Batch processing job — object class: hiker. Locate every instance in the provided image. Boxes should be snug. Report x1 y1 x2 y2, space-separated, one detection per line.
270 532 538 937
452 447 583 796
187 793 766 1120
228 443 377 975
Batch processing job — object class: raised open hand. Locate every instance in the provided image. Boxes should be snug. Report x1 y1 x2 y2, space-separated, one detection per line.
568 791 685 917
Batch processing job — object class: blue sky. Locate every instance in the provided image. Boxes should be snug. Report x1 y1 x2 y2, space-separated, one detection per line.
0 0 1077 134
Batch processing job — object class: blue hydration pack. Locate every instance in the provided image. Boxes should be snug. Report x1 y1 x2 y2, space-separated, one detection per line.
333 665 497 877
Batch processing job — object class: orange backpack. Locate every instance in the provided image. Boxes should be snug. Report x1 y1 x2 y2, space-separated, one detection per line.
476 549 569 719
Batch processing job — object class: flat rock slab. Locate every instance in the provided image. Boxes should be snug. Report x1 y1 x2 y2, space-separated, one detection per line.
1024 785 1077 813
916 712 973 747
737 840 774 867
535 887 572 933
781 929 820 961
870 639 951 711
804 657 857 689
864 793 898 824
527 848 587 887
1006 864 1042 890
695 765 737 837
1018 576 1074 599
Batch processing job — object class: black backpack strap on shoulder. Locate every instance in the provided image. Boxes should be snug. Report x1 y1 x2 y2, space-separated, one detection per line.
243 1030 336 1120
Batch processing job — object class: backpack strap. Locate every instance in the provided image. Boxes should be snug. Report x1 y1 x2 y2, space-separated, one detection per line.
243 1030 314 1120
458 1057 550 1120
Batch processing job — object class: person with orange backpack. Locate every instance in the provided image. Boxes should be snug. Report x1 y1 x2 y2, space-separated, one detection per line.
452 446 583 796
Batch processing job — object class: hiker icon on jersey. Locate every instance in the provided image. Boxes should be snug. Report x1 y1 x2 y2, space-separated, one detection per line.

^^^^^^^^

[WHAT TO DO]: Convert each line of the entries above into a JSON array of strings, one string per line, skipping any blank lines.

[TASK ANSWER]:
[
  "Batch processing job — object class: hiker. Locate every instance in the provided image. Boxes should be snug. Report x1 y1 x2 y2, space-separated, one detection per line.",
  "270 532 538 937",
  "452 447 583 796",
  "187 793 766 1120",
  "228 443 377 975",
  "Batch processing job — object class: raised open hand. Locate every instance in the provided image. Boxes should be snug. Report x1 y1 x2 y2, space-separated, one detection per line.",
  "568 791 685 917",
  "Batch processing job — object class: blue sky. Locate every instance in the provided image. Boxes should be snug. Report x1 y1 x2 y2, space-separated, one detection per line.",
  "0 0 1077 134",
  "Batch processing job — object class: blue hydration pack. Locate every instance in the provided image. Boxes should be snug. Report x1 y1 x2 y2, space-separated, one detection per line.",
  "333 665 497 877",
  "Batch processing job — object class: orange backpack. Locate every instance in the provided image. Boxes should be snug. Report x1 y1 x2 y2, space-separated, one detection per line.",
  "476 549 569 719",
  "Batch processing job — object class: flat rock slab. Locate every instance in the provided image. Boxes should be snug. Report x1 y1 x2 y2, space-separated, one detection per line.",
  "1024 785 1077 813",
  "916 712 973 747",
  "737 840 774 867",
  "535 887 572 933",
  "781 929 820 961",
  "870 639 951 711",
  "804 657 857 689",
  "864 793 898 824",
  "527 848 587 887",
  "1006 864 1042 890",
  "695 765 737 837",
  "1018 576 1074 599",
  "Batch processing job — object class: black backpack strap on shoulder. Locate every instance in the provided image. Boxes should be snug. Report x1 y1 x2 y2, space-separated, one detection per line.",
  "243 1030 336 1120",
  "Batch processing job — object class: backpack strap. Locate every instance in the provided image. Boxes should be snug. Report x1 y1 x2 y2, space-separated, one detection per line.",
  "243 1030 314 1120",
  "458 1057 550 1120",
  "Batch processing job — object class: person with orange backpack. Locate every instance in the provided image. Boxes should be snug. Report x1 y1 x2 y2, space-separated, one detection per line.",
  "452 446 583 796",
  "Batch processing job — object class: hiker icon on jersey. Locate every instance in the provided image. Boxes should be snug. Report x1 y1 x2 y2, space-separated, one detection per line."
]